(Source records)
■ ■ ■
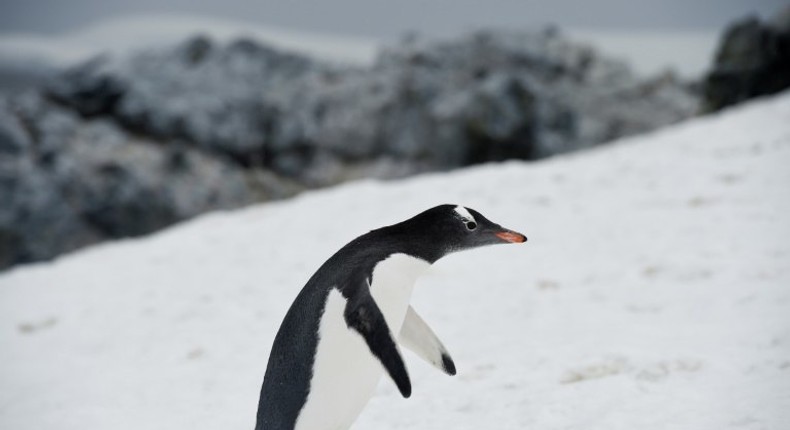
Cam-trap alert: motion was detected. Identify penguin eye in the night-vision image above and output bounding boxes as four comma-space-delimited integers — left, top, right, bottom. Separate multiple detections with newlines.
465, 221, 477, 231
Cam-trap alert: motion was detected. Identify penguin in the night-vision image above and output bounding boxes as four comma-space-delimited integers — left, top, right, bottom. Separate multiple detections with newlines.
255, 204, 526, 430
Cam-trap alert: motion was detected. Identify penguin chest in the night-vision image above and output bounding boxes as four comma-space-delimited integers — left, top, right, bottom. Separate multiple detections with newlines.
294, 254, 430, 430
368, 253, 431, 330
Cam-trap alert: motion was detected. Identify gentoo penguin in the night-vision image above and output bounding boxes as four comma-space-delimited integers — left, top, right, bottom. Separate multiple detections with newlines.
255, 204, 526, 430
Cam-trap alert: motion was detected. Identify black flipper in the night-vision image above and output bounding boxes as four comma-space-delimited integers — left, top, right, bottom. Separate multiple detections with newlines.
344, 289, 412, 398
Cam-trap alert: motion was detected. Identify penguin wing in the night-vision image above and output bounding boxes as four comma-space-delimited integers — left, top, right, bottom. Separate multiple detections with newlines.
399, 306, 456, 376
344, 290, 412, 398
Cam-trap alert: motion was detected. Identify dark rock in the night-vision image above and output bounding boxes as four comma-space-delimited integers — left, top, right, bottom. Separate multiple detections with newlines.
180, 34, 213, 65
703, 9, 790, 112
0, 92, 261, 269
47, 56, 126, 117
47, 29, 696, 177
46, 36, 321, 161
0, 108, 31, 154
3, 28, 699, 270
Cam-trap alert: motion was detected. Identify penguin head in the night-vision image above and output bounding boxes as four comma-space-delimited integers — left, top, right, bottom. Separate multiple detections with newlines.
395, 204, 526, 260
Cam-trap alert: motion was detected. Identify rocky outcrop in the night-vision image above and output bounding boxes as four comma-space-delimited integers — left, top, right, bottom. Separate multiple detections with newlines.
1, 28, 699, 269
48, 30, 697, 179
703, 9, 790, 112
0, 92, 265, 268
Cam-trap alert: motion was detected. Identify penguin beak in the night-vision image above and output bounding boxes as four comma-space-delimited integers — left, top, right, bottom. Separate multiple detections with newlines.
494, 229, 527, 243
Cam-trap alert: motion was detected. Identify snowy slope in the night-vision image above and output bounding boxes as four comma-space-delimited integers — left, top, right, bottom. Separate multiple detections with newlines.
2, 93, 790, 430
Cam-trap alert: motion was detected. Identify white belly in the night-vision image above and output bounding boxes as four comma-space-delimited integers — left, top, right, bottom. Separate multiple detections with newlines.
294, 254, 430, 430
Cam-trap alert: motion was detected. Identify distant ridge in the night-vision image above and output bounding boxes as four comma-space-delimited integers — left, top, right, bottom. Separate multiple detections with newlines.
0, 14, 717, 77
0, 14, 380, 69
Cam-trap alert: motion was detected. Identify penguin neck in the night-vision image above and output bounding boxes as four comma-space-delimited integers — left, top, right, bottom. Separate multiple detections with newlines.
368, 253, 431, 332
370, 224, 448, 264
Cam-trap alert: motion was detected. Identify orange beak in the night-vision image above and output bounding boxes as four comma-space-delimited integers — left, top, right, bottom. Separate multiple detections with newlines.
495, 230, 527, 243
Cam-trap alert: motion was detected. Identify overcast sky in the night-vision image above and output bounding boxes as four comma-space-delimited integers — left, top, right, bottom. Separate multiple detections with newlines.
1, 0, 786, 39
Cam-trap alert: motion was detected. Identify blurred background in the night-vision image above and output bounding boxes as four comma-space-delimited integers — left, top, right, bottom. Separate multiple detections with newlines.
0, 1, 788, 269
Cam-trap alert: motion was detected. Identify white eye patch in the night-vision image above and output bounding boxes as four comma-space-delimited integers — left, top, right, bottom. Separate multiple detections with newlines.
453, 205, 476, 224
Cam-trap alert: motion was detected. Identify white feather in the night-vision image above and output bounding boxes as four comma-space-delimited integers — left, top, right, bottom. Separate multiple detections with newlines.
295, 254, 430, 430
453, 206, 475, 223
399, 306, 453, 374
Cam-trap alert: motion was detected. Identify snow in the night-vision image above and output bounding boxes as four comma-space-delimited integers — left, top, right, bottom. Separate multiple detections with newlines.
2, 92, 790, 429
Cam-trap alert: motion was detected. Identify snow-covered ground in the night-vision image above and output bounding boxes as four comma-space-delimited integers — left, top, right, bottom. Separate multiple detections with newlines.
2, 92, 789, 430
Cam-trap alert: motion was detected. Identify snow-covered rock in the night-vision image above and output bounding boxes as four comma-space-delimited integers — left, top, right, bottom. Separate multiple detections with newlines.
2, 28, 699, 269
0, 91, 788, 430
0, 92, 262, 268
50, 29, 697, 171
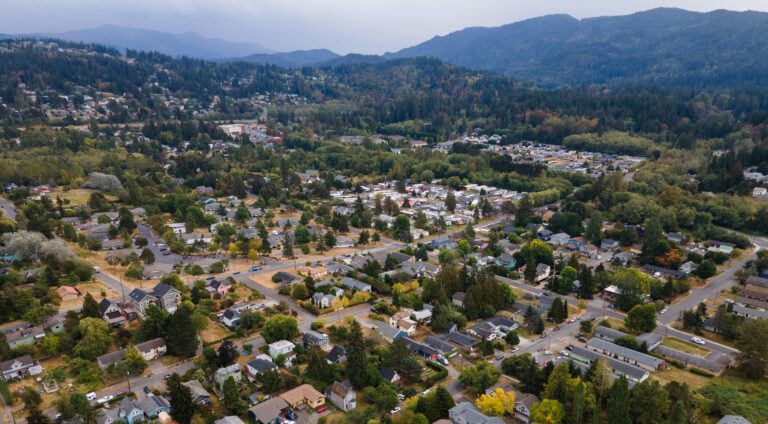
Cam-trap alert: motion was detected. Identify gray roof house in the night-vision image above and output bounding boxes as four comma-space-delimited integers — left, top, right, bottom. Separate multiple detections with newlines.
128, 283, 181, 316
326, 380, 356, 412
183, 380, 212, 406
448, 402, 505, 424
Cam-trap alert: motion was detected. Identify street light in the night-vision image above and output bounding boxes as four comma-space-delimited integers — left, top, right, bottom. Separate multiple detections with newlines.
126, 371, 132, 394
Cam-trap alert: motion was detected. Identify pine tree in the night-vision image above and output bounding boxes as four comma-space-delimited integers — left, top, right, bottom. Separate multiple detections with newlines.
223, 376, 245, 415
607, 376, 632, 424
166, 374, 195, 424
346, 320, 368, 389
26, 405, 52, 424
445, 190, 456, 212
165, 307, 199, 357
81, 293, 101, 319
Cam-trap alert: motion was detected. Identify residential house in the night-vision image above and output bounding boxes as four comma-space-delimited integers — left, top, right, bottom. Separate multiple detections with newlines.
214, 364, 242, 389
335, 236, 355, 248
452, 292, 465, 307
57, 285, 80, 301
549, 232, 571, 246
494, 253, 516, 269
272, 272, 301, 287
248, 397, 289, 424
536, 263, 551, 282
206, 279, 233, 296
679, 261, 699, 275
666, 232, 685, 244
268, 340, 296, 366
446, 332, 480, 350
99, 299, 126, 327
327, 345, 347, 364
448, 402, 505, 424
98, 398, 144, 424
220, 309, 241, 328
327, 261, 353, 275
279, 384, 325, 409
600, 239, 620, 252
707, 241, 735, 255
139, 395, 171, 419
183, 380, 211, 406
379, 367, 400, 384
0, 355, 40, 380
338, 277, 371, 292
302, 330, 329, 348
326, 380, 356, 412
246, 358, 277, 377
643, 264, 686, 280
97, 338, 167, 370
514, 392, 540, 424
430, 236, 453, 249
128, 283, 182, 316
423, 336, 459, 357
215, 417, 245, 424
6, 330, 35, 350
■ ■ ■
→ About this exercise
The expected output is each entry given again word for word, with pictures dropped.

→ Response to this task
Cam-trap alert: motion was detected. Identify penguin eye in the night-vision image above and output bounding boxes as four comma-space-delimited integers — left, top, right, bottom. Separate multiple detections with newlines.
465, 221, 477, 231
Cam-trap alert: motion was detected. Identify penguin in the night-vision image above and output bounding boxes as four comma-space-delimited integers — left, top, right, bottom. Separate multiple detections with newlines.
255, 204, 526, 430
Cam-trap alert: motion was detected. Identify penguin chest in the night-vision image above and output bounding boxes as four comma-space-delimited integers — left, top, right, bottom. Separate multiple detections with newlines.
294, 254, 430, 430
368, 253, 431, 330
Cam-trap alert: motion was detected. Identify gentoo penguin in the night-vision image above and output bounding boxes as four comma-space-delimited integers — left, top, right, bottom. Separate multiple detections with newlines.
255, 204, 526, 430
Cam-trap alert: motion was detected. Identify black flipper in the night-vision image above and output bounding boxes as four comma-space-delimited integers — left, top, right, bottom. Separate multiple detections with newlines.
344, 289, 412, 398
Cam-trap alert: motion was detected. Identify penguin wing in the night-vision image above and output bounding boxes as four comma-space-delimited integers — left, top, right, bottom. Separate multiple detections with newlines.
399, 306, 456, 376
344, 290, 412, 398
Cam-trap alert: motion was detected. Identify dark rock in the night-vision image above and output bounding boxes as four comma-space-delimited integers — left, top, right, bottom. Separate multiple detections with newlines.
180, 34, 213, 65
703, 9, 790, 112
0, 92, 261, 269
47, 56, 126, 117
47, 29, 696, 177
46, 36, 321, 161
0, 108, 31, 154
3, 28, 699, 270
Cam-trap alert: motion was detected. Identify penguin head in the night-vision image above and output bounding boxes as four comma-space-delimited integers — left, top, right, bottom. Separate multiple detections with newlines.
395, 204, 526, 260
Cam-trap alert: motion was detected. Identify rocky outcrop in the night-vision image above and output bounding boxes as four comma-space-delimited integers — left, top, right, bottom. Separate multiple detections with newlines.
1, 28, 699, 269
48, 30, 697, 179
703, 9, 790, 112
0, 92, 265, 268
Cam-trap alert: motion was detected. Identify penguin beak in the night-vision image above and output bounding boxes as four comma-space-delimited integers — left, top, right, bottom. Separate multiple detections with newlines.
494, 229, 527, 243
Cam-trap alert: motion was detected. Identify snowy slope in the night-vision image above and output bounding boxes as four comma-space-delimited integers — left, top, right, bottom. Separate multiple detections with newlines.
2, 93, 790, 430
Cam-trap alert: motion was detected. Identify white belly in the night-vision image above and output bounding boxes as four comma-space-delimited integers — left, top, right, bottom. Separate multiple detections with newlines.
294, 254, 430, 430
Cam-trap alert: motion was detected. Identify distant ridge in the night-vision image above and output bounding boxes as four comma-space-delimited integers — left, top, right, bottom. Separate multiple detections with newlines.
0, 14, 717, 77
0, 14, 380, 69
Cam-trap alert: motion was detected. Identify penguin neck in the night-vision image above and output bounding boxes as four comma-space-delimited integers — left, top, right, bottom. Separate multiple detections with newlines.
368, 253, 431, 332
370, 224, 448, 264
Cam-trap alert: motion was detected. Identify orange beak in the night-vision image above and output bounding boxes as four comma-space-delimited integers — left, top, right, bottom. Separate multiple detections with newlines.
495, 230, 527, 243
Cam-trap alert: motion was detected. Identify overcast sky in the night-vision image above and output bounding boxes as four comma-space-delimited integers — left, top, right, bottom. Separate multiple detections with newlines.
1, 0, 786, 39
Cam-trap alert: motion was detected. Identify blurred background in the night-vision image above and output bounding boxes as four comma-space-delimited integers — left, top, right, bottom. Separate multiple detections with newlines.
0, 1, 788, 269
Cam-trap alert: motion was detected. Identify white eye patch in the night-vision image above and output bounding boxes as four comma-space-delimited integers — left, top, right, bottom. Separate multiple detections with newlines.
453, 205, 476, 224
Cam-trap alert: motion was detected. Identify white feather in the night-vision image above and output bounding boxes as four comma-space-delimited integers — left, top, right, bottom. Separate multiple detections with newlines.
295, 254, 430, 430
453, 206, 475, 223
399, 306, 453, 374
Cam-trap alert: motion was detected. Identify snow in the night-vision image above and output bounding boxes as four comma-space-delimited integers — left, top, right, bottom. Separate multiple detections with newlines.
2, 92, 790, 429
Cam-trap alert: motion was detected. Identify snow-covered ground in the night-vision image above and output bounding boxes as four comma-space-delimited integers — left, top, right, bottom. Separate multiple detections with newlines.
2, 92, 789, 430
Cam-trap alert: motion was detected. Identify snow-covered rock in the night-vision image above and output bounding boxes as four comma-space-delimited integers — left, top, right, bottom. Separate multiple detections with newlines.
2, 28, 699, 269
0, 91, 788, 430
0, 92, 262, 268
50, 29, 697, 171
Cam-trap alert: motion was detected. Identify gray roof house in the night-vision image above and output bounding boxes as four comma-space-delimited integers — left, top, right, bottom. Separate multiple detections with newlines.
128, 283, 181, 316
326, 380, 356, 412
183, 380, 212, 406
448, 402, 505, 424
Cam-trap alert: motion was detected. Identify street light in the night-vision image above and output bounding boxes as four comma-space-delimited integers — left, top, right, bottom. Separate multiple detections with newlines.
126, 371, 132, 394
Cam-trap alert: motion was detected. Identify pine tree in the night-vision image above and output bounding boxes as four comma-space-delimited integers — left, top, right, bottom. Separate multiple detections with newlines.
223, 376, 245, 415
607, 376, 632, 424
166, 374, 195, 424
346, 320, 368, 389
26, 405, 52, 424
445, 190, 456, 212
165, 307, 199, 357
81, 293, 101, 319
Cam-trap alert: motion was detected. Identify residential house in the night-vision image above and output bounding boxes as four comma-space-delimited integers — left, top, right, bottom. Separate multiple detections with newlines.
214, 364, 242, 389
335, 236, 355, 248
452, 292, 465, 307
57, 285, 80, 301
549, 232, 571, 246
494, 253, 516, 269
272, 272, 301, 287
248, 397, 289, 424
536, 263, 551, 282
206, 279, 233, 296
679, 261, 699, 275
666, 232, 685, 244
268, 340, 296, 366
446, 332, 480, 350
99, 299, 126, 327
327, 345, 347, 364
448, 402, 505, 424
98, 398, 144, 424
220, 309, 241, 328
327, 261, 353, 275
279, 384, 325, 409
600, 239, 620, 252
707, 241, 735, 255
139, 395, 171, 419
183, 380, 211, 406
379, 367, 400, 384
0, 355, 40, 380
338, 277, 371, 292
302, 330, 329, 348
326, 380, 356, 412
246, 358, 277, 377
643, 264, 686, 280
97, 338, 167, 370
514, 392, 540, 424
430, 236, 453, 249
128, 283, 182, 316
423, 336, 459, 357
215, 417, 245, 424
6, 330, 35, 350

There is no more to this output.